## start Extracted entries

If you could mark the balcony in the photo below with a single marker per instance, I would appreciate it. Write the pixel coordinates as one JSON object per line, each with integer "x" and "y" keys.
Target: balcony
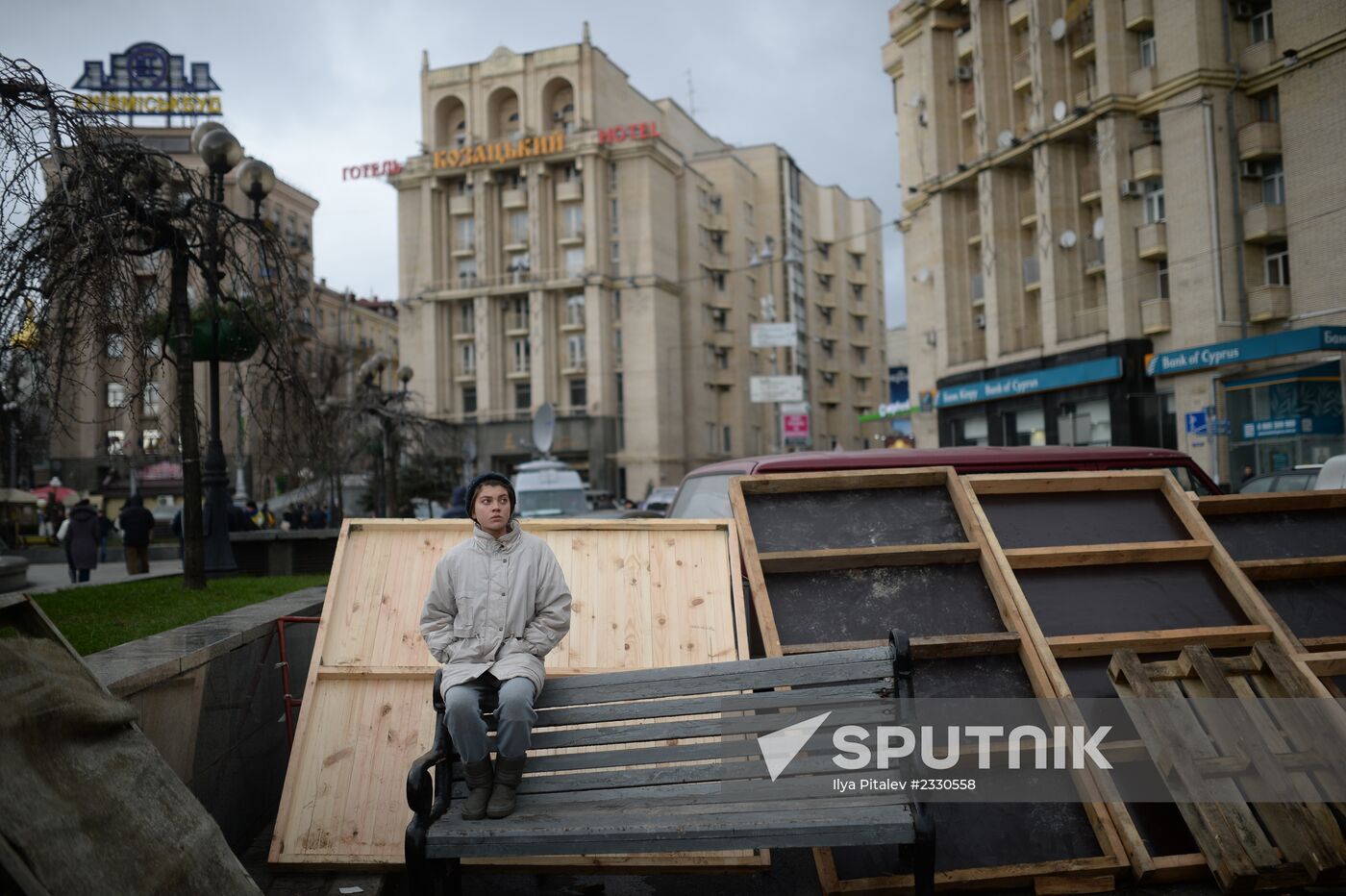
{"x": 1153, "y": 239}
{"x": 1268, "y": 302}
{"x": 1155, "y": 316}
{"x": 1258, "y": 57}
{"x": 1096, "y": 261}
{"x": 569, "y": 190}
{"x": 1022, "y": 71}
{"x": 1090, "y": 188}
{"x": 1141, "y": 81}
{"x": 1139, "y": 15}
{"x": 1147, "y": 162}
{"x": 1264, "y": 224}
{"x": 1259, "y": 140}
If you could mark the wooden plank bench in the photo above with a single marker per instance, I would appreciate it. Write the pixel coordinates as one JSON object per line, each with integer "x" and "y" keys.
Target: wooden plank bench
{"x": 643, "y": 763}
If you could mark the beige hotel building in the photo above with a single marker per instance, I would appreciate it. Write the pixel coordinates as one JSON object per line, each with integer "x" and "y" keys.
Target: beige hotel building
{"x": 565, "y": 239}
{"x": 1126, "y": 224}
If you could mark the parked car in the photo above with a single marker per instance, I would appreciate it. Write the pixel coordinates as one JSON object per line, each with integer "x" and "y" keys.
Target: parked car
{"x": 1302, "y": 478}
{"x": 706, "y": 491}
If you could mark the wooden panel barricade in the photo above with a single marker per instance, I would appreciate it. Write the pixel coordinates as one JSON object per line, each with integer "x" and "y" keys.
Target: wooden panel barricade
{"x": 1099, "y": 562}
{"x": 834, "y": 560}
{"x": 646, "y": 593}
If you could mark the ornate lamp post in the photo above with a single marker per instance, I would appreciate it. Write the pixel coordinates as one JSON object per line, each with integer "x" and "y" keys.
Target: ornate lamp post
{"x": 221, "y": 152}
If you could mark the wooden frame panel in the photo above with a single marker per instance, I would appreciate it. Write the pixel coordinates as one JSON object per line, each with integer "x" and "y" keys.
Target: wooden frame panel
{"x": 1089, "y": 873}
{"x": 1200, "y": 545}
{"x": 648, "y": 593}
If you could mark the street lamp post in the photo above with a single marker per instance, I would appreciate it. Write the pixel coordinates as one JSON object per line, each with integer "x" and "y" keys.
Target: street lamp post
{"x": 221, "y": 152}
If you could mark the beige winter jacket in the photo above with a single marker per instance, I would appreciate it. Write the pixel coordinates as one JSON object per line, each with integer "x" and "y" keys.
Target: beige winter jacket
{"x": 495, "y": 606}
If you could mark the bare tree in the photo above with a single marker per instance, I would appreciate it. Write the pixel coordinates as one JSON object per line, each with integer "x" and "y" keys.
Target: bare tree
{"x": 87, "y": 211}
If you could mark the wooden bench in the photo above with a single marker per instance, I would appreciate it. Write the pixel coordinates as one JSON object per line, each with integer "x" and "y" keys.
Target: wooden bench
{"x": 628, "y": 795}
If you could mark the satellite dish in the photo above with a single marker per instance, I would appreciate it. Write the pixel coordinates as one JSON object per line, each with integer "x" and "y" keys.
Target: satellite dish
{"x": 544, "y": 428}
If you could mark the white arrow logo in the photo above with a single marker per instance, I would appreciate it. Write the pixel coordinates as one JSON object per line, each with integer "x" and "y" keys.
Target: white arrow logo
{"x": 780, "y": 747}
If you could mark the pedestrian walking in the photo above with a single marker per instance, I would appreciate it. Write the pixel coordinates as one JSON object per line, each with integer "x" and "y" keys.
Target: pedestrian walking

## end Extracted entries

> Directions
Reproduce exactly the lines from the one containing "If you could mark the beige winter" through the last line of the records above, including both, and nothing else.

> Task output
If you could mark the beige winter jacket in the photo above with a single marker per instance, I would appreciate it. Write the pixel coordinates as one JSON object per line, each with integer "x" and "y" keys.
Target: beige winter jacket
{"x": 495, "y": 606}
If you could mark the bare tree in the photo above with a single marker per instance, I would appreciate it. Write the pixel coordinates as one JSON object per line, each with integer "x" and "y" keys.
Target: bare tree
{"x": 87, "y": 211}
If you could mark the wooden bench in the photo above with a single marker per instance, I would appreciate it. Write the pixel coordinates as one JSON object per line, each with integer "x" and "y" keys.
Target: wooden bench
{"x": 628, "y": 795}
If you could mark the satellite dish in the photo above with a single marker per instance, I would appreciate it. Write the pixel coordinates as one JSON object per line, each with integer "x" and "y" keys.
Target: satellite dish
{"x": 544, "y": 428}
If you could mark the white arrow logo in the photo above with a single marker per instance, I would appreciate it. Write the pixel coordinates as one JSON object per line, each with integer "x" and "y" keys.
Target: white arrow logo
{"x": 780, "y": 747}
If you could mark the pedestrian walking in the photo above with a single marker per instance, I would appreciate it. Write the pixel coordinates as one JSON object per line, each with integer "x" and "y" keys.
Target: pedestrian walking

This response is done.